DIRECTIONS:
Quote the stretch of the worship passage from "4. But there" through "repentance and change.", word for word.

─── PROVIDED PASSAGE

A woman was struggling in her faith. She didn’t feel God’s presence like she once did, and she shared with a friend. The next time they got together, it was a Monday. The friend said, “Well what did you do this weekend?” The woman said, “I went to church for the first time in a while.” The friend said, “Great, I guess you’re feeling stronger in your faith.” The woman said, “Not really. I just realized sometimes I need to lean on the faith of others.”
If St. Luke’s can be counted on as a community where people know they will be able to lean on the faith of others, we will never have a problem with getting people to come to church.
4. But there is one more element of worship that is so important to mention and its really about what happens when all these other elements occur, when we see life from God’s view, when we put God at the center, and when we come together as community, Worship welcomes challenge. The Exiled Hebrews would come to understand as they worshipped and studied Torah, that many of their exile was the result of their own selfish actions. This would lead to repentance and change.
Worship should always include an element of confession and repentance but for that to occur there must be what John Wesley called convicting grace—being made aware of our need to change. That’s never comfortable and is often painful, and we have become such a pain-averse society, the moment some Christians experience discomfort in church they are off looking for another community of faith to keep them comfortable. But that’s not how we grow. We don’t become better by staying comfortable. And if we don’t grow, our world won’t change.

──────
─── EXTRACTED RECORDS

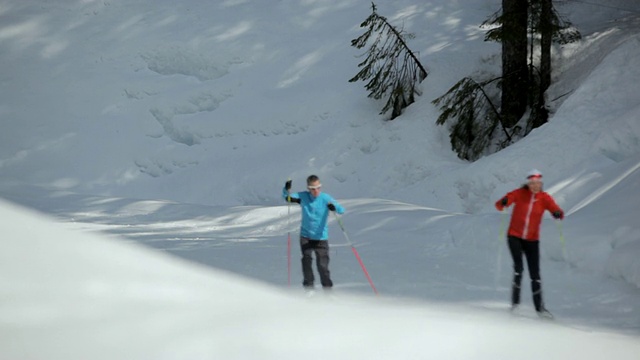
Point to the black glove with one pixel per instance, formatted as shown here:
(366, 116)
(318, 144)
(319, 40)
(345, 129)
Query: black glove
(295, 200)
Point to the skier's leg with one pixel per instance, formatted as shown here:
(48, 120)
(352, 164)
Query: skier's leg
(515, 247)
(307, 272)
(322, 260)
(532, 252)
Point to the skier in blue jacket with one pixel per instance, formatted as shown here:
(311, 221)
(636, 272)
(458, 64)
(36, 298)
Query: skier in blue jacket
(313, 230)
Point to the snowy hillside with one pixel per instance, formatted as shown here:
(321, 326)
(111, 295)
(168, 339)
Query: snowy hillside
(175, 125)
(85, 297)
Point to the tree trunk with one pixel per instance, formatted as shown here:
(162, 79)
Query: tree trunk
(514, 61)
(541, 114)
(546, 35)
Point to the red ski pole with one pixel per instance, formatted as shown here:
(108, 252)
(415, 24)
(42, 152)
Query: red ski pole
(288, 240)
(355, 252)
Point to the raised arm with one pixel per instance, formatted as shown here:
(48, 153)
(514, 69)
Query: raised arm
(287, 195)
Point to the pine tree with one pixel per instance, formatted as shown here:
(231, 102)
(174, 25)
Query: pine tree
(390, 67)
(523, 83)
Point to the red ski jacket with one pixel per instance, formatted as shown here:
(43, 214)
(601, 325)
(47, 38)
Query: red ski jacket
(527, 212)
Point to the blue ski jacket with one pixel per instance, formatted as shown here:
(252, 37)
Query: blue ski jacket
(315, 213)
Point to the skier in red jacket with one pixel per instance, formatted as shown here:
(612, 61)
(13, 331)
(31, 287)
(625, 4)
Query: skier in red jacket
(529, 202)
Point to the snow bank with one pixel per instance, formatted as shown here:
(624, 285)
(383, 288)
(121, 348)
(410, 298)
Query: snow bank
(69, 295)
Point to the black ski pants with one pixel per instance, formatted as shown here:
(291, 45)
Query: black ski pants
(321, 249)
(531, 251)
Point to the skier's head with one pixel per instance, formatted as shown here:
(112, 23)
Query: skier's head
(313, 185)
(534, 180)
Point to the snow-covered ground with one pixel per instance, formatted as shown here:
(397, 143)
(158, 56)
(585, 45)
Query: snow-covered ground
(175, 126)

──────

ANSWER BELOW:
4. But there is one more element of worship that is so important to mention and its really about what happens when all these other elements occur, when we see life from God’s view, when we put God at the center, and when we come together as community, Worship welcomes challenge. The Exiled Hebrews would come to understand as they worshipped and studied Torah, that many of their exile was the result of their own selfish actions. This would lead to repentance and change.